• [Texte fourni]:
________________________________________

In [1]:
import polars as pl 
silver_df = pl.read_csv('../data/silver_mega_evolutions.csv')

In [2]:
target_cols = [
    'evolved_attack', 'evolved_defense', 
    'evolved_sp_attack', 'evolved_sp_defense', 'evolved_speed'
]

input_cols = [col for col in silver_df.columns if col.startswith('base_')]

# Préparer X et y
X = silver_df.select(input_cols)
y = silver_df.select(target_cols)

In [3]:
from sklearn.model_selection import train_test_split
X_np = X.to_numpy()
y_np = y.to_numpy()
X_train_np, X_test_np, y_train_np, y_test_np = train_test_split(X_np, y_np, test_size=0.2, random_state=42)

In [4]:
from sklearn.preprocessing import StandardScaler
scaler_X = StandardScaler()
scaler_y = StandardScaler()

In [5]:
X_train_scaled = scaler_X.fit_transform(X_train_np)
y_train_scaled = scaler_y.fit_transform(y_train_np)

________________________________________

• [Entrées de données]:

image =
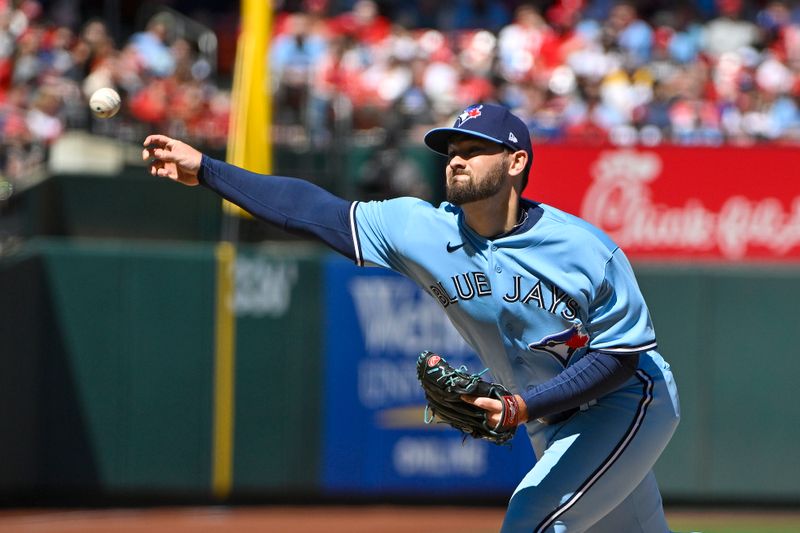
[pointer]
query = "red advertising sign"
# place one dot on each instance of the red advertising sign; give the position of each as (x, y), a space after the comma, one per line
(673, 203)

________________________________________

• [À réaliser]:
#1 Répondez aux questions suivantes d'après le code sur les méga-évolutions :
(a) Quel fichier CSV est chargé dans l'entrée « In [1] » ?
(b) Par quel préfixe commencent les noms des colonnes retenues dans « input_cols » ?
(c) Quelle valeur est donnée à « test_size » lors du découpage des données ?
#2 Prolongez le code sur les méga-évolutions au-delà de sa dernière instruction.

• [Réponses dans l'ordre]:
#1
(a) '../data/silver_mega_evolutions.csv'
(b) 'base_'
(c) 0.2

#2
X_test_scaled = scaler_X.transform(X_test_np)
y_test_scaled = scaler_y.transform(y_test_np)

In [6]:
from sklearn.ensemble import RandomForestRegressor, GradientBoostingRegressor
from sklearn.tree import DecisionTreeRegressor
from sklearn.multioutput import MultiOutputRegressor, RegressorChain
from sklearn.svm import SVR

models = {
    "Decision Tree": DecisionTreeRegressor(random_state=42),
    "Random Forest": RandomForestRegressor(random_state=42),
    "Gradient Boosting": MultiOutputRegressor(GradientBoostingRegressor(random_state=42)),
    "Gradient Boosting Chain": RegressorChain(GradientBoostingRegressor(random_state=42), 
                                             order=[0, 1, 2, 3, 4])  # 5 colonnes = indices 0-4
}

In [7]:
# Importer MLflow pour le tracking des expériences
import mlflow
import mlflow.sklearn
from sklearn.metrics import mean_squared_error, r2_score
import numpy as np

# Configurer l'expérience MLflow
mlflow.set_experiment("mega_evolution_prediction")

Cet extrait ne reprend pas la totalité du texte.